[GIVEN DATA start]

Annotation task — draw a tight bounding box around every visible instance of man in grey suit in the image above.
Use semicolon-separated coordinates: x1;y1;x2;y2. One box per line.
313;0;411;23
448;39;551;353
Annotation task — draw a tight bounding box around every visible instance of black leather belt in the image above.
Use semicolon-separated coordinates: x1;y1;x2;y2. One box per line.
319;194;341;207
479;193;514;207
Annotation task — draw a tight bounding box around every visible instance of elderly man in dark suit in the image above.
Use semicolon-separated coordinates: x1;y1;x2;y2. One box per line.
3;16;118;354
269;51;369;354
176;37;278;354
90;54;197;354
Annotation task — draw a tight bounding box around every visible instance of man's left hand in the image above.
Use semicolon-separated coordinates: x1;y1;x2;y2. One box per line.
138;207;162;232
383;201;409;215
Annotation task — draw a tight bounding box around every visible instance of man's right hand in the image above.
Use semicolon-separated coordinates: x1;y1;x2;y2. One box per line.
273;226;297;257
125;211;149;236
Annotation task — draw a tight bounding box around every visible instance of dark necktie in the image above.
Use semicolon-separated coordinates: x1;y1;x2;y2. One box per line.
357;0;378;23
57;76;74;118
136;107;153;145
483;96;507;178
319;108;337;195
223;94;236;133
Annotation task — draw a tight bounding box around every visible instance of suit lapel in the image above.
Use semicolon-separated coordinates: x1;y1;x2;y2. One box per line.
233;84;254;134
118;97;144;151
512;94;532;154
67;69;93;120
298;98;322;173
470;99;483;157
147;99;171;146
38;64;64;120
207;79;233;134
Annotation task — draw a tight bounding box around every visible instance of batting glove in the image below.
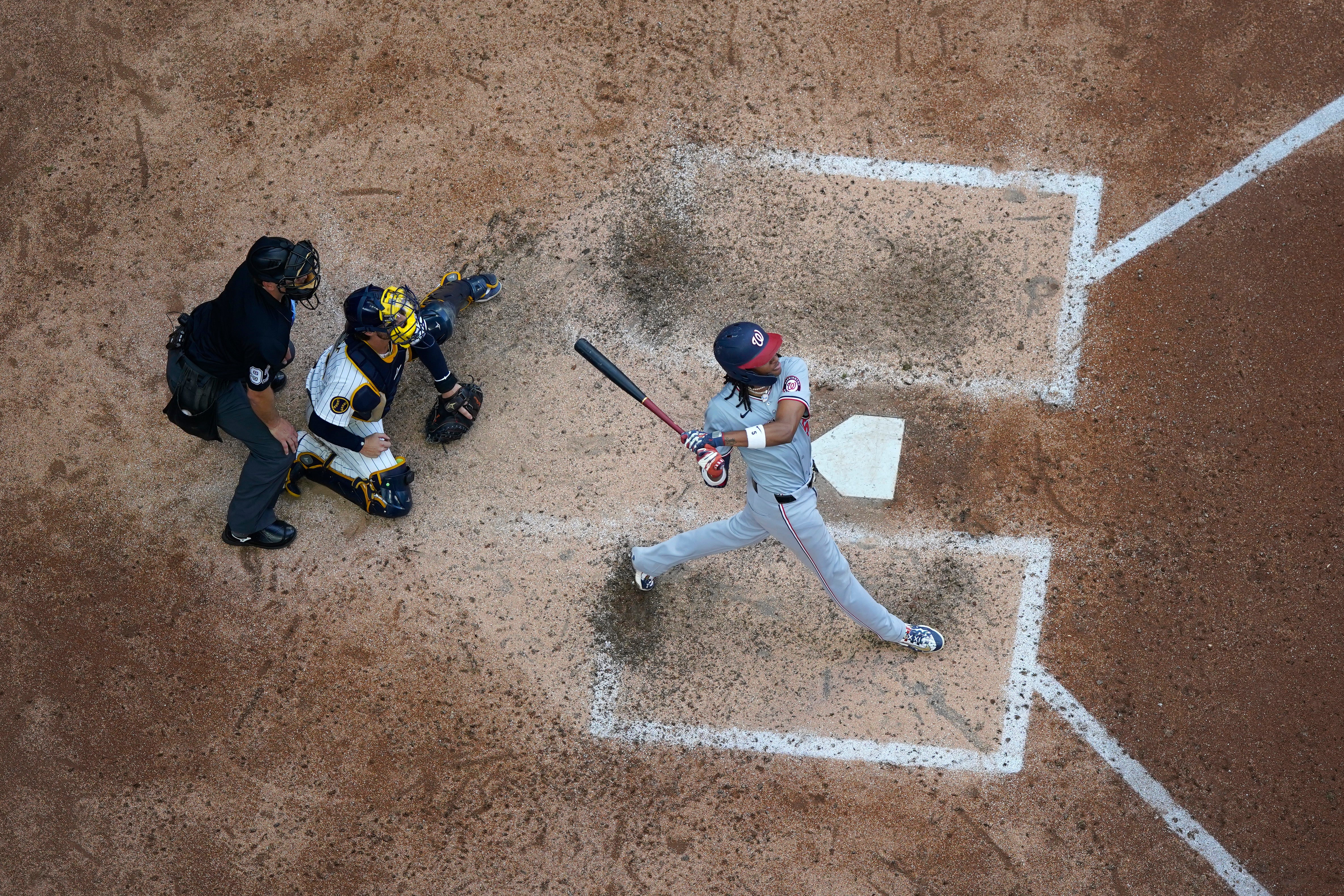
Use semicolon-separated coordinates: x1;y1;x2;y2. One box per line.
681;430;723;454
695;447;728;489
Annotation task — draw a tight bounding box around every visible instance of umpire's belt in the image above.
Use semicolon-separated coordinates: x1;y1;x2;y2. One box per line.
751;470;817;504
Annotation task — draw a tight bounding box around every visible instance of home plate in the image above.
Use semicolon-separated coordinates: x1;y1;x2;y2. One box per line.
812;414;906;501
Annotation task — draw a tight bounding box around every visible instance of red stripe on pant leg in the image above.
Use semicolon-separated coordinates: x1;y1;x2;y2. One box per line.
779;504;880;637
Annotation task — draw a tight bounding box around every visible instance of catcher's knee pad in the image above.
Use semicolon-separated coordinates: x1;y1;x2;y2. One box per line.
285;449;336;498
304;461;415;519
355;463;415;519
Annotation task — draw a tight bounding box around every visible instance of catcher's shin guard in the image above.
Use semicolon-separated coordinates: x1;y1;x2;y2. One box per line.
296;455;415;519
421;270;501;344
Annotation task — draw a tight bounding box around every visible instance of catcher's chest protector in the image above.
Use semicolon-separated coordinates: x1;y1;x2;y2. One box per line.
345;340;411;423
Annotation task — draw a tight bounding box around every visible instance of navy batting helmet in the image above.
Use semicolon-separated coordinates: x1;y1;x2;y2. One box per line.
247;236;323;310
714;321;783;386
345;284;425;345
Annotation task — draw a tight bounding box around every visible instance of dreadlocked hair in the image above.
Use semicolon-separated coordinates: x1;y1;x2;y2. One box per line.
723;376;751;412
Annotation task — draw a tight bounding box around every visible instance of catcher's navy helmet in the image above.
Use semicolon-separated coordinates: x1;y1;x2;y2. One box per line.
247;236;323;310
345;284;425;345
714;321;783;386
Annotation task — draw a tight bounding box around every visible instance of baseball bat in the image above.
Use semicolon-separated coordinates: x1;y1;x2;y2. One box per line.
574;339;685;435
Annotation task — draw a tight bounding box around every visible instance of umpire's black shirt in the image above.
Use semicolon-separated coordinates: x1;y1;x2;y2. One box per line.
187;265;294;392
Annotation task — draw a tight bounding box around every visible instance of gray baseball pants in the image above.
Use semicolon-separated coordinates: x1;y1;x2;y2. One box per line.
632;479;906;641
168;365;297;535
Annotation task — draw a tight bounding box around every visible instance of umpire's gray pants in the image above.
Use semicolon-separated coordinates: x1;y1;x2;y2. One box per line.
632;478;906;641
168;364;297;535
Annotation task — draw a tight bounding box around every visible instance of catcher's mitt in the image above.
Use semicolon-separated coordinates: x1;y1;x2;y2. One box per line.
425;383;485;442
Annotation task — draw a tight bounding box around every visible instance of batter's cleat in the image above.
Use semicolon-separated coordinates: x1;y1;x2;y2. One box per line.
438;270;503;302
630;553;653;591
897;626;942;653
223;520;298;551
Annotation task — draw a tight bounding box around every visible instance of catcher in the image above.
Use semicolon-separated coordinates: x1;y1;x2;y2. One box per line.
285;271;500;517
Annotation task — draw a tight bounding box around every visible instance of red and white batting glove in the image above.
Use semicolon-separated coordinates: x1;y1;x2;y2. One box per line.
695;449;728;489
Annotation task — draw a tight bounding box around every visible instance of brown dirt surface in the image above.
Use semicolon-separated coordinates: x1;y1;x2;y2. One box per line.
0;0;1344;896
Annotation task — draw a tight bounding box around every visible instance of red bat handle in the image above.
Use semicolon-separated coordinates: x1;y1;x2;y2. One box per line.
641;398;685;435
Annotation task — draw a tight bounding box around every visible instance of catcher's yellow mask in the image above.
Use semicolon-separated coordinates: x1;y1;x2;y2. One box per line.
379;286;425;345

[GIVEN DATA end]

→ AIM OF THE EXERCISE:
Copy the listing above word for word, from start to finish, leaving out the pictures.

→ WRITTEN RESPONSE:
Annotation task — draw a tight bounding box around every visible instance of man in grey suit in the image above.
Use semicolon-separated coordinates: x1;y1;x2;y2. One box per line.
313;0;411;23
448;39;551;353
Annotation task — draw a tight bounding box around every visible instance of black leather belt in the image above.
Use semicolon-separated coordinates: x1;y1;x2;y2. One box per line.
319;194;341;207
479;193;514;207
Annotation task — draw a tight bounding box around every visible instance of elderly man in dark suit in the image above.
Use semicolon-separated coordinates: x1;y1;x2;y2. One box per line.
3;16;118;354
269;51;369;354
176;37;278;354
90;54;197;354
Annotation task — draw a tight bounding box around every visible instance of man's left hand in the image above.
Use semicolon-separated coordinates: x1;y1;x2;y2. One box per line.
138;207;162;232
383;201;409;215
Annotation task — draw a tight bounding box around every visible instance of man's right hand in the image above.
Use semicolon-separated coordinates: x1;y1;x2;y2. One box per line.
273;226;297;257
125;211;149;236
Annotation task — draw a tight bounding box around every visible instance of dark necktie in the image above.
Use semicolon-separated coordinates: x1;y1;x2;y2. One box per line.
357;0;378;23
57;76;74;118
136;107;153;145
483;96;507;178
319;108;337;195
223;94;236;133
Annotation task — draw a tight bounding box around every visible instance of suit lapel in the image above.
Use semicolon-separated coordinates: x1;y1;x2;y2. One box per line.
233;84;254;134
118;97;144;151
512;94;532;154
67;69;93;120
298;98;322;173
470;99;483;157
147;99;171;146
38;64;64;120
207;79;233;134
Annotation task — draw a tight bounding box around every visible instance of batting glove in the image below.
Use semicolon-separated coordinates: x1;y1;x2;y2. One box per line.
681;430;723;454
695;447;728;489
Annotation task — draw a tight bounding box around every visible instance of umpire's belt in the image above.
Use semicolon-separated coordinates: x1;y1;x2;y2. One box per line.
751;470;817;504
Annotation task — draw a tight bounding box around every visible instance of home plate in the image above.
Use semicolon-separated coordinates: x1;y1;x2;y2. One box per line.
812;414;906;501
Annotation task — draw a tight bounding box around every visible instance of red stripe on pant leg in the image above.
Use semicolon-separated coordinates: x1;y1;x2;y2. One box per line.
779;504;880;637
Annotation task — draw a tight bounding box around every visible instance of catcher's knee pad in the image above.
Use semicolon-separated coordinates: x1;y1;x2;y2. One box per line.
285;449;336;498
304;461;415;519
355;463;415;519
Annotation task — draw a tight bounding box around every visible instance of catcher's shin guard in the image above.
Use semicolon-separated coordinates: x1;y1;x2;y2. One box per line.
296;455;415;519
421;270;501;344
Annotation task — draw a tight bounding box around every visible instance of catcher's chest protector in the image above.
Use semicolon-separated coordinates: x1;y1;x2;y2. One box per line.
345;340;411;423
Annotation task — draw a tight bounding box around every visible instance of navy batting helmet in the image above.
Use semicolon-separated coordinates: x1;y1;x2;y2. One box per line.
247;236;323;310
714;321;783;386
345;284;425;345
Annotation task — draw a tight bounding box around every visible instance of dreadlocked hair in the image above.
Use semicolon-separated coordinates: x1;y1;x2;y2. One box per line.
723;376;751;412
Annotation task — draw a tight bounding box around every visible instance of catcher's navy helmet in the image above.
Use semicolon-separated coordinates: x1;y1;x2;y2. One box per line.
247;236;323;310
345;284;425;345
714;321;783;386
Annotation task — draw a tight bounding box around every visible instance of baseball bat in the image above.
Use semicolon-separated coordinates: x1;y1;x2;y2. One box per line.
574;339;685;435
Annotation task — draw a tight bounding box around every visible instance of umpire's black shirt in the image above.
Use semicolon-separated coordinates: x1;y1;x2;y2. One box per line.
187;265;294;392
Annotation task — draw a tight bounding box around every visible instance of gray baseball pants in the image above.
Use semicolon-separated coordinates: x1;y1;x2;y2. One box per line.
632;479;906;641
168;365;297;535
Annotation task — draw a tight bounding box around every visible instance of umpire's gray pants in the image above.
Use semicolon-separated coordinates: x1;y1;x2;y2. One box per line.
632;478;906;641
168;364;297;535
Annotation task — draw a tight bounding box around every visible instance of catcher's mitt in the image above.
Use semicolon-separated coordinates: x1;y1;x2;y2. One box per line.
425;383;485;442
Annotation task — draw a tight bounding box around every visible instance of batter's cleat in the image above.
Use semicolon-separated coordinates: x1;y1;x2;y2. One box per line.
438;270;503;302
630;553;653;591
897;626;942;653
223;520;298;551
Annotation task — draw a tight bounding box around every visible instance of catcher in the image above.
Use semicolon-separated coordinates: x1;y1;x2;y2. One box per line.
285;271;500;517
Annotation task — draw a tight bounding box around every visible instance of red and white batting glove in the image above.
Use semicolon-separated coordinates: x1;y1;x2;y2. One box per line.
695;449;728;489
Annotation task — draw a tight bounding box around every visible instance of brown dirt surface in the image above.
Use semicolon-separated coordinates: x1;y1;x2;y2. One box per line.
0;0;1344;896
Annotation task — draw a tight bounding box around every visible instance of red bat handle in the image above.
Use semicolon-separated coordinates: x1;y1;x2;y2. One box per line.
641;398;685;435
Annotation task — draw a tight bounding box around every visible instance of catcher's yellow mask in the image above.
Use semicolon-separated coordinates: x1;y1;x2;y2. One box per line.
379;286;425;345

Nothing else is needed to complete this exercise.